Exercise: Return all the entries exactly, keeping pictures out.
START Records to process
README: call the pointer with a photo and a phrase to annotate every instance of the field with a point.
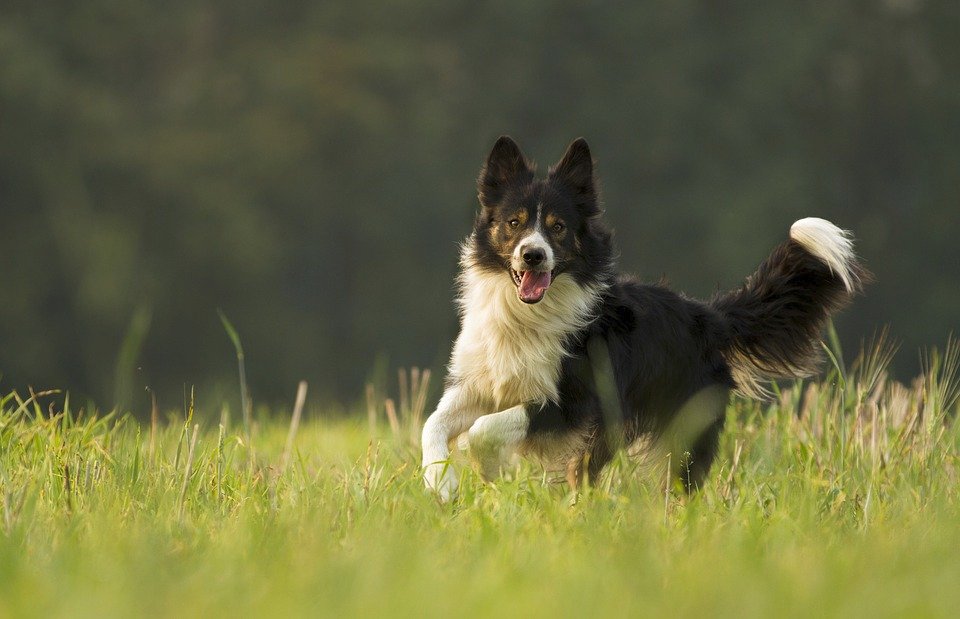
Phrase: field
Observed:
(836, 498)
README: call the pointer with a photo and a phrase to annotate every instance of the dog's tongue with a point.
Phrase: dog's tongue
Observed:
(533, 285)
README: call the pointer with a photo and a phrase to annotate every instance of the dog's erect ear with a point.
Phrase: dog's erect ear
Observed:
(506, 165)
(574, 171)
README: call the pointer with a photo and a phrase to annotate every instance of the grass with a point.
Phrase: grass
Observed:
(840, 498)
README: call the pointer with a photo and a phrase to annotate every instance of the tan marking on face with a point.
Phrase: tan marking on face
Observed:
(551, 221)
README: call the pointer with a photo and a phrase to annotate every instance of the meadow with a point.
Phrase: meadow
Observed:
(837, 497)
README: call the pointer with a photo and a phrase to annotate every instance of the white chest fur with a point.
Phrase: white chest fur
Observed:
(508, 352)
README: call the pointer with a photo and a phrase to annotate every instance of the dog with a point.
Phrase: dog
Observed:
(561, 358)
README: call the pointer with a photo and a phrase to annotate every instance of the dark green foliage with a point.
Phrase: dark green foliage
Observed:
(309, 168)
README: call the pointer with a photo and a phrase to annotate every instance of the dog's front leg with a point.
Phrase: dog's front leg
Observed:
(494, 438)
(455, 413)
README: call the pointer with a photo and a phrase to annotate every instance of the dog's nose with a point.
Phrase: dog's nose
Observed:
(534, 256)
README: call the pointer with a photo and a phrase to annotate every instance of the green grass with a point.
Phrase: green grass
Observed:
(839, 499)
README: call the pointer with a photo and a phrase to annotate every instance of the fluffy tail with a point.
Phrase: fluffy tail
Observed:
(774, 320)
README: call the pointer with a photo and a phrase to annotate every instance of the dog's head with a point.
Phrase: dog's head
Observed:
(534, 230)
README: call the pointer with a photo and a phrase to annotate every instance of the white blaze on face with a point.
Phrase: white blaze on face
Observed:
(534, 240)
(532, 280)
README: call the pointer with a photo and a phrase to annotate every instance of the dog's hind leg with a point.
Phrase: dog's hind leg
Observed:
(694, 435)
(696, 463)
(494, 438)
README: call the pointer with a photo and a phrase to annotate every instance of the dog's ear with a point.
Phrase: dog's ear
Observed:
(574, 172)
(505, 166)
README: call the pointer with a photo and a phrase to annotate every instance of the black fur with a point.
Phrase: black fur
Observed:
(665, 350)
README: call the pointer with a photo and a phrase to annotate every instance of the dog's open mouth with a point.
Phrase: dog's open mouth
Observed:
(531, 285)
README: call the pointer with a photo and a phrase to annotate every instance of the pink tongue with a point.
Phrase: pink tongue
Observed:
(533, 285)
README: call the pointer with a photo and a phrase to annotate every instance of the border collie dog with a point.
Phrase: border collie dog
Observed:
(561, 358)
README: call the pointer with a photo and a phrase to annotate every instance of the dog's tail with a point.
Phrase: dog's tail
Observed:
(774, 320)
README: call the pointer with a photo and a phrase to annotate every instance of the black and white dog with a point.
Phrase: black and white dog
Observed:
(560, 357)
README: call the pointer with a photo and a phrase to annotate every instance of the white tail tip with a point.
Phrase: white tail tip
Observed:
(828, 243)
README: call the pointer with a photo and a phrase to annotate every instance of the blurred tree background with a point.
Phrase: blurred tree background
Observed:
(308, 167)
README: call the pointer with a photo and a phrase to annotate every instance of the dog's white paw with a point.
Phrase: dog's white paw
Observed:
END Records to process
Solution to this exercise:
README: call the pointer with a photo and a phrase to annotate every instance of the field with a point.
Phrase: field
Observed:
(836, 498)
README: call the pointer with a photo and a phrase to annotate every instance of the dog's tongue with a point.
Phrase: dog's tongue
Observed:
(533, 285)
README: call the pointer with a photo and a phrase to annotate every instance of the dog's erect ear with a point.
Phrase: dog's erect ear
Observed:
(506, 165)
(574, 171)
README: call the pointer with a photo and a phrase to annotate every instance of the grass with a point.
Phrase: grass
Observed:
(840, 498)
README: call the pointer with a photo and a phrase to annotate every instance of the tan marking on face with a point.
Phrase: tan marking on face
Observed:
(551, 221)
README: call the pointer with a photo and a phrase to annotate every instance of the meadow with a point.
Phrase: meadow
Observed:
(837, 497)
README: call the pointer with a photo and a phrase to annotate every instance of the white chest fur with a point.
Phrase: white chest fur
Observed:
(508, 352)
README: call the pointer with a photo and a phrase to annotate every instance of the dog with a point.
Phrase: dog
Observed:
(561, 358)
README: call the pointer with a photo and a phrase to annotate every instance of the dark green foliage with a point.
Phrase: dark green foliage
Observed:
(309, 168)
README: call the pointer with a photo and a phrase to annotate every instance of the dog's front leg with a point.
Phrase: dog's front leg
Observed:
(494, 438)
(455, 413)
README: call the pointer with a photo and a phrase to annotate every instance of the dog's nose with a point.
Phrase: dog's nose
Observed:
(534, 256)
README: call the pointer with a photo and a phrase to annotate every instance of the green grass with a point.
Phrase: green grass
Observed:
(839, 499)
README: call the pointer with a photo and a phrase to annotate every instance of the fluffy tail with a point.
Phrase: fluffy tail
Observed:
(774, 320)
README: call the pointer with a photo and a phrase to annotate every instance of the dog's head with a point.
Phrase: dog's head
Observed:
(534, 230)
README: call the pointer with a photo and a phrase to annotate every instance of the white blaze on face with a point.
Phrase: white blaze on face
Observed:
(534, 240)
(532, 280)
README: call the pointer with a photo and a phrase to annotate every instance of the dog's hind leg with a point.
Phrase: dog's hind leg
Observed:
(694, 435)
(696, 463)
(494, 438)
README: call the pointer with a photo and a phrase to annotate every instance of the dog's ear with a point.
Phrase: dog's ear
Observed:
(574, 172)
(505, 166)
README: call the pointer with a photo and a phrase to annotate every instance of the black fur with a point.
Phrase: black fur
Observed:
(665, 350)
README: call the pointer with a photo and a phrase to annotate every instance of the dog's open mouth with a point.
Phrase: dog's open mouth
Observed:
(531, 285)
README: call the pointer with a photo and a phrase to annotate every instance of the pink tongue with a point.
Phrase: pink tongue
Observed:
(533, 285)
README: call the pointer with a photo and a phrase to annotate every instance of the border collie dog with a point.
Phrase: border collie dog
Observed:
(561, 358)
README: call the pointer with a photo and a phrase to annotate every instance of the dog's tail with a point.
Phrase: dog's tail
Observed:
(774, 320)
README: call the pointer with a photo and a phrase to annotate every instance of the black and white dog with a point.
Phrase: black and white dog
Observed:
(560, 357)
README: call the pointer with a photo and a phrase to annotate every instance of the white tail tip with a point.
Phrase: white tail tip
Observed:
(828, 243)
README: call the pointer with a photo and a phrase to annotate every instance of the blurred tree background with a point.
Phrase: blurred tree background
Observed:
(308, 167)
README: call the pointer with a photo and a phrase to annotate every instance of the dog's white paw with a point.
Phrase: dog's white paw
Observed:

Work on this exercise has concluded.